%%

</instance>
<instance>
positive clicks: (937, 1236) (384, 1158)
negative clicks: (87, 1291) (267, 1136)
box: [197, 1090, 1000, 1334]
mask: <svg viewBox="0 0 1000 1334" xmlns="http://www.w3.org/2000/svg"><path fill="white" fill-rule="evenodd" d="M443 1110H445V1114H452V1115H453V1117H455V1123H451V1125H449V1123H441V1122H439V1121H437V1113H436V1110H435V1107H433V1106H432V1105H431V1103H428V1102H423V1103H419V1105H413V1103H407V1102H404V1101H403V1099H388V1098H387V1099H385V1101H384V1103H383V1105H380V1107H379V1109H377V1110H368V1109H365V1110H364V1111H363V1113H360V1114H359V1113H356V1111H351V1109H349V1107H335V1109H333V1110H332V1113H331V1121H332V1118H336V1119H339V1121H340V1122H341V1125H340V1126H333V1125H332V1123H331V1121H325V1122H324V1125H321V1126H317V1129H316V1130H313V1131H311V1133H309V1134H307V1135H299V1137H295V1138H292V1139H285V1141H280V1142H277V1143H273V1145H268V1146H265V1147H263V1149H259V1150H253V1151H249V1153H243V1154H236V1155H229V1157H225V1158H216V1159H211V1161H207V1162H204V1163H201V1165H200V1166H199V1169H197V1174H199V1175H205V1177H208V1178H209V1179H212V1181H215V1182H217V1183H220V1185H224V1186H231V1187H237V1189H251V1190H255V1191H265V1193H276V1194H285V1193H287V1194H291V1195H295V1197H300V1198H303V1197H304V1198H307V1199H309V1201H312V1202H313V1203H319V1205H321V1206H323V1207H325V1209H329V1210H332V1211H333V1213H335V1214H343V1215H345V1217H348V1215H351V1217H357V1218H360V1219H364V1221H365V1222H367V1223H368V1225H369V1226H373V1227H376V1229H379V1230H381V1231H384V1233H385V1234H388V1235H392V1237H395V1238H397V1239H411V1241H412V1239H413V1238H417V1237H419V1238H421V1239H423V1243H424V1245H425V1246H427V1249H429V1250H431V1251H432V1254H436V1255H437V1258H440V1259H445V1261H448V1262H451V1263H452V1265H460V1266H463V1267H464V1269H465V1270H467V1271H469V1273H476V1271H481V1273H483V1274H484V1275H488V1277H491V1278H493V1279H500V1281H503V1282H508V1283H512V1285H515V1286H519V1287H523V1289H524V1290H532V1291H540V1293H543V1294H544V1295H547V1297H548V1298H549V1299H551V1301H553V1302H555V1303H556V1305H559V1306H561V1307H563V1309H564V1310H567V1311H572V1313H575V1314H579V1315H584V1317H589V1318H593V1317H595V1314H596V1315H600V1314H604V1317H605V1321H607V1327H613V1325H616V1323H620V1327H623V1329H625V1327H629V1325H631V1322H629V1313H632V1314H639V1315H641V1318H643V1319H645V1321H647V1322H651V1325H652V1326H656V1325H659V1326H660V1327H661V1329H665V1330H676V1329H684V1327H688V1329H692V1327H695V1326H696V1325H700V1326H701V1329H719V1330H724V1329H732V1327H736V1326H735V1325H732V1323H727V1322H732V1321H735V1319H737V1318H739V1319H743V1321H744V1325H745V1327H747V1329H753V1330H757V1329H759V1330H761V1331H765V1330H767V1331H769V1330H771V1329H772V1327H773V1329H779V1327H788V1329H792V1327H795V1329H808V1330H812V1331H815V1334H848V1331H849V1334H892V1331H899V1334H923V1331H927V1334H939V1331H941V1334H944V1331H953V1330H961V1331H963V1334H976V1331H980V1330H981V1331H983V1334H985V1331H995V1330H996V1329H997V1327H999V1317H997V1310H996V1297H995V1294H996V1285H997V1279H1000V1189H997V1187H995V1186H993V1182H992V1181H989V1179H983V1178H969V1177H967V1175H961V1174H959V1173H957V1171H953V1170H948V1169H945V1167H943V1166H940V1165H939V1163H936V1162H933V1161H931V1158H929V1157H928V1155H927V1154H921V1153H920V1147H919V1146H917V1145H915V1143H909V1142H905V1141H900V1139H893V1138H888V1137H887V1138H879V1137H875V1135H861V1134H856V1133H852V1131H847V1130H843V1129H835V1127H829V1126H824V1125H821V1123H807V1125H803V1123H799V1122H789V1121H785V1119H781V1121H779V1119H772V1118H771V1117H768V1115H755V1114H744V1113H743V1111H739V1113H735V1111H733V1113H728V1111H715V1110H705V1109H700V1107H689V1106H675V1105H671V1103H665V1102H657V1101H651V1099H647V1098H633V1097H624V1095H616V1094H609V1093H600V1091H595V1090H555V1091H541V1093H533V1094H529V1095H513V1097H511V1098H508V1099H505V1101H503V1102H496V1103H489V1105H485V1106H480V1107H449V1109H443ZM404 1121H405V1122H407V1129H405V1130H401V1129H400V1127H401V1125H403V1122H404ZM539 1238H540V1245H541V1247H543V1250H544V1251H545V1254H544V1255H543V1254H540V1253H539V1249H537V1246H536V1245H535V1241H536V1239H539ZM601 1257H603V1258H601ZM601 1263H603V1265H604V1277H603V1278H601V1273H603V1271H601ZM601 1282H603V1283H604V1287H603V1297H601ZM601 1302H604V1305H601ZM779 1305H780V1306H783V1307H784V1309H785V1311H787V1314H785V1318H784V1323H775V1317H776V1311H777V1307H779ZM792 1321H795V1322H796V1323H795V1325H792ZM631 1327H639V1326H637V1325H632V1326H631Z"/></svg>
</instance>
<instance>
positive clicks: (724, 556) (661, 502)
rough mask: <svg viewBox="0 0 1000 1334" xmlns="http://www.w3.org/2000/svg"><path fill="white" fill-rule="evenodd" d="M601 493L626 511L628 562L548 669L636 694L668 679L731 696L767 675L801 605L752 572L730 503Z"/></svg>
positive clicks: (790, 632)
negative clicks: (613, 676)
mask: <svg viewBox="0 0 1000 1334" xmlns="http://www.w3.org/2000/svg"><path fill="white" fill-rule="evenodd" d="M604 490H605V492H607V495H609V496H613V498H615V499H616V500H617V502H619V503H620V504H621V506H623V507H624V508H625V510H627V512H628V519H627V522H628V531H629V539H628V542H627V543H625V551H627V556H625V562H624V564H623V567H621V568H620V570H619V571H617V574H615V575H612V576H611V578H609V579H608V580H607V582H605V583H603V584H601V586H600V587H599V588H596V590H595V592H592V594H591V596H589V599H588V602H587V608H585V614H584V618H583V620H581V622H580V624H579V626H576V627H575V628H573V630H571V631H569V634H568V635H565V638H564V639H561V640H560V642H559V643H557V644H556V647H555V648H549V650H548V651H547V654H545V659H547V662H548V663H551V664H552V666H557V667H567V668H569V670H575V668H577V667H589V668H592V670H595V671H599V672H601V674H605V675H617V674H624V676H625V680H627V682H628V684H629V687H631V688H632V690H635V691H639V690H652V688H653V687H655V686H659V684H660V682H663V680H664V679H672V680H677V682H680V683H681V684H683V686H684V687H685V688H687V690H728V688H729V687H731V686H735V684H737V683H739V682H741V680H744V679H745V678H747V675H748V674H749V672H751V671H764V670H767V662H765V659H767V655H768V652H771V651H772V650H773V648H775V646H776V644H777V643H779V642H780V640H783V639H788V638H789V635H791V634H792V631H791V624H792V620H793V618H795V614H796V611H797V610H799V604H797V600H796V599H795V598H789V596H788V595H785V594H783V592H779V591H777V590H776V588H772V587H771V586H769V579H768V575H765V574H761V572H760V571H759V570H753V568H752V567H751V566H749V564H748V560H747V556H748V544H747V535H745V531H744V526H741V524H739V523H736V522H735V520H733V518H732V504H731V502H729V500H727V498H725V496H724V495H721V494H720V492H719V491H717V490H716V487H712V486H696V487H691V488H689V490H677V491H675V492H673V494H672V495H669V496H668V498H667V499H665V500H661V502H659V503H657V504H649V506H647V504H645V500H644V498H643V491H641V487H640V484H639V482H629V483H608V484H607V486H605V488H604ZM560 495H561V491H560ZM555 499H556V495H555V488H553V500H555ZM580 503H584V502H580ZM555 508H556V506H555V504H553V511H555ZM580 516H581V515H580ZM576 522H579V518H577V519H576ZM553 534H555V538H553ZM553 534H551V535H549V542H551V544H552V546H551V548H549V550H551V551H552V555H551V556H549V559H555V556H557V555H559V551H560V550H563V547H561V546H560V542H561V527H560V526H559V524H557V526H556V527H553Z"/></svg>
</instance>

%%

→ **WHAT NEEDS TO BE DONE**: Read the listing. Copy each line that has the word "positive" in it.

→ **ANSWER SPACE**:
positive clicks: (937, 1236) (384, 1158)
positive clicks: (724, 556) (661, 502)
positive clicks: (790, 632)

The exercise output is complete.